[EXERCISE DETAILS] What appears in the data must be reproduced exactly.

─── MATERIAL PROVIDED ───

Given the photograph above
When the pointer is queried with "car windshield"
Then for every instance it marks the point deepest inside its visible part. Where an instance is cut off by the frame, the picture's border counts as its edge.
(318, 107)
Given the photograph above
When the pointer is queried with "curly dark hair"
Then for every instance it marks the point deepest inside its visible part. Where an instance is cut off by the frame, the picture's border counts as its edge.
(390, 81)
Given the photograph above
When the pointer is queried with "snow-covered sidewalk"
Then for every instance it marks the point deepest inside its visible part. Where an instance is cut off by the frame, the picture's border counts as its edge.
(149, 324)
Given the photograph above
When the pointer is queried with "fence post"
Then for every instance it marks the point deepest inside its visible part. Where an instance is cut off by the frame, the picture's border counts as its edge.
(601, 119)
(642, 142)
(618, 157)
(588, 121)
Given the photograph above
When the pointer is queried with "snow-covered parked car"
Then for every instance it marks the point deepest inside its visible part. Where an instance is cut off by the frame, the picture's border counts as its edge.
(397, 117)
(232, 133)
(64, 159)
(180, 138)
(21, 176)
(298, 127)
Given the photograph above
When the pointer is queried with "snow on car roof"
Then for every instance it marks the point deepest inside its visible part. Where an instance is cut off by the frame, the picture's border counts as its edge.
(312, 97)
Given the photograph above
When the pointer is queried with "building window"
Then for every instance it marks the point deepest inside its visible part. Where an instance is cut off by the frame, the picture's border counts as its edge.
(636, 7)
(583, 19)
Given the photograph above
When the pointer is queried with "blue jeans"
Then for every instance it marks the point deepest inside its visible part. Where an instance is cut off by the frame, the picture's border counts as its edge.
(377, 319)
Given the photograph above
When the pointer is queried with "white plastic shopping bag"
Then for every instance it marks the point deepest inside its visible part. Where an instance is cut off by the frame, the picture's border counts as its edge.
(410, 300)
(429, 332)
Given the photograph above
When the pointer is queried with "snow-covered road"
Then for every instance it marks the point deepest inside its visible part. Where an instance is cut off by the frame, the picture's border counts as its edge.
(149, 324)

───

[THE COMPLETED TASK]
Given the photograph above
When the pointer is queried with "car windshield"
Then for every instance it marks the point deepest inside its visible part. Where an instance is cut off by the frame, the picture's border counts as its edge.
(318, 107)
Given the photograph above
When the pointer is queried with "curly dark hair"
Then for every instance it marks the point deepest inside its visible part. Where an instance is cut off by the frame, the picture's border counts as its edge.
(390, 81)
Given the photograph above
When the pointer is queried with "snow-covered sidewalk"
Then for every instance it marks the point deepest inside its visible part. Where an instance is cut off by the frame, the picture's border counts as its edge.
(149, 324)
Given the photograph above
When the pointer is queried with "fence post"
Then for every instance it marks the point deepest inside its visible part. Where an instance is cut off by the frame, the picture's border counts as its edge.
(601, 119)
(642, 142)
(618, 157)
(588, 121)
Given the photograph above
When the pointer is queried with "snow-covered parked car"
Then for every instance it marks the point deepest inside its visible part. Where an instance is cut off by the frame, the picture's border counts as its edge.
(397, 117)
(232, 133)
(64, 159)
(180, 138)
(21, 176)
(298, 127)
Given the photograph above
When the pointer is queried with "snow on car roof"
Then for every instance it marks the point deepest inside its visible part. Where an instance is cut off by the frame, the picture's border counts as its edge.
(312, 97)
Given the photograph above
When the pointer is queried with "building window"
Then for every instance it marks the point deepest inside its visible part. Where an instance is cut off by the frame, the picture's border counts as its edge.
(636, 7)
(583, 19)
Given the photograph above
When the pointer is queried with "blue jeans"
Then for every instance it marks the point deepest inside its visible part. Where an instance is cut off by the frame, the picture's border counts as its edge.
(377, 319)
Given the photograph above
When the pointer is queried with "white plastic shopping bag"
Then for every instance it marks the point deepest inside its visible part. Where an instance is cut off by the frame, the picture's border counts as its edge.
(410, 300)
(429, 332)
Given the photograph above
When the pointer is queried with "snow-covered road"
Then for every instance it marks the point deepest inside its visible part. Where an instance is cut off by the frame, the picture's border counts as its edge.
(149, 324)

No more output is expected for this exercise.